• **PASSAGE PROVIDED**
At a coroner’s inquest on 30 December Ann Eaton, a neighbouring cellar dweller, told the court that she found William’s body upright in a chair and helped Betty lay it out. Betty had produced a jug from a cupboard and said he’d had a gill of beer and a pennyworth of rum from it before he died. Ann said the Rowlands quarrelled frequently.
Another neighbour, Francis Rochford, said that the deceased was very low spirited and that the Rowlands seem to have recently separated but had been reconciled.
At this stage there was no evidence that Betty had poisoned her husband, only that he had been poisoned by someone. The inquest was adjourned while a search was made for Betty. During this interval, it became known that Betty had bought arsenic from Mr Goodman, a chemist in Oldham Road. Soon after, she was apprehended in Mark Lane by William Booth, the beadle of Chorlton-upon-Medlock, who accused her of poisoning her husband. She denied it and then began to cry, saying, ‘I am guilty, and I don’t care how soon I die.’ She told Booth that she had taken her cousin Alice Tinker to buy a pennyworth of arsenic, saying it was to poison rats. The poisoning had been an accident: ‘I put it into his gruel and thought it was sugar,’ she said. She had failed to call a doctor because she did not think William would die.

• **DATASET ENTRIES**
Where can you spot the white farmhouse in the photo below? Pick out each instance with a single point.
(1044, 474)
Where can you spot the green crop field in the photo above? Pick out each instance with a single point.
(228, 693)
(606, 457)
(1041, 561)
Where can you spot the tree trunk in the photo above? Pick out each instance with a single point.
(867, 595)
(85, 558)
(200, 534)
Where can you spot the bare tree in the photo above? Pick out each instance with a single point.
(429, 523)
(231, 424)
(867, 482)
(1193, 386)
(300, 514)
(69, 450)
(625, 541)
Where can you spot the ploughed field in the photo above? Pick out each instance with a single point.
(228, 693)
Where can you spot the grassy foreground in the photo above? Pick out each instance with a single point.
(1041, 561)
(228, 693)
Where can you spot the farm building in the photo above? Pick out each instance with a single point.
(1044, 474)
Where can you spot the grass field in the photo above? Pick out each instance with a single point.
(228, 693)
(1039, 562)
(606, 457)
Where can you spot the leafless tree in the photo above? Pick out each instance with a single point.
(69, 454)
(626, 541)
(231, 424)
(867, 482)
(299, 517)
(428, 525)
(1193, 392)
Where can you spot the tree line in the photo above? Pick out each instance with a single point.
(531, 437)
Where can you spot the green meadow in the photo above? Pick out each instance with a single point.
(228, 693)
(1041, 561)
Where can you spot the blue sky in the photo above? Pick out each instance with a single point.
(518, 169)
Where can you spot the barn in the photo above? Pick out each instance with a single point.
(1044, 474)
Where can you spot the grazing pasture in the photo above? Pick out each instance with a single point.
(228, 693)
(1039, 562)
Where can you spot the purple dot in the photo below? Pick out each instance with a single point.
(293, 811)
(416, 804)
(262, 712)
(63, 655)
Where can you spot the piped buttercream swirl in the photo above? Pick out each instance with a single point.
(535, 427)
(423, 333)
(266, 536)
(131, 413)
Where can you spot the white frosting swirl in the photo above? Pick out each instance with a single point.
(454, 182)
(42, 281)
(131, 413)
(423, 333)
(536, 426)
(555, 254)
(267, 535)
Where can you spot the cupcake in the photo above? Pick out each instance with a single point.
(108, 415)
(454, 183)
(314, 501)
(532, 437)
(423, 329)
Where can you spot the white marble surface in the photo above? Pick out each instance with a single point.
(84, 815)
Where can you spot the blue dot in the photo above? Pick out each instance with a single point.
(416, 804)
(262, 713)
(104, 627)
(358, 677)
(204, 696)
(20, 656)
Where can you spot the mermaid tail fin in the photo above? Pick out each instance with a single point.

• **WRITTEN PROBLEM**
Continue the account of William Rowland's death and Betty Rowland's arrest, starting right after its last sentence.

• **FINAL RESULT**
Jeremiah Cawley told the magistrate’s court that he had called at the house after William died, and there accused Betty, who was drunk, of murder. He clearly knew a lot about her. ‘How have you disposed of this man?’ he said. She did not reply and he added, ‘You have disposed of him as you did of your other husbands [she had been married twice before]. You have poisoned him, and it is the common report of the neighbourhood.’ He took his suspicions to the police.
Betty claimed throughout that the poisoning was accidental. In the gloom of the cellar she had mistaken the arsenic for sugar and mixed it in the gruel. When she realised what she had done, she threw the remainder into the fire. She also claimed that her husband was violent from the beginning of their three-year marriage.
Betty was committed to Kirkdale for trial at the next assizes. Newspaper reports described her as ‘a woman of low stature and very forbidding appearance’.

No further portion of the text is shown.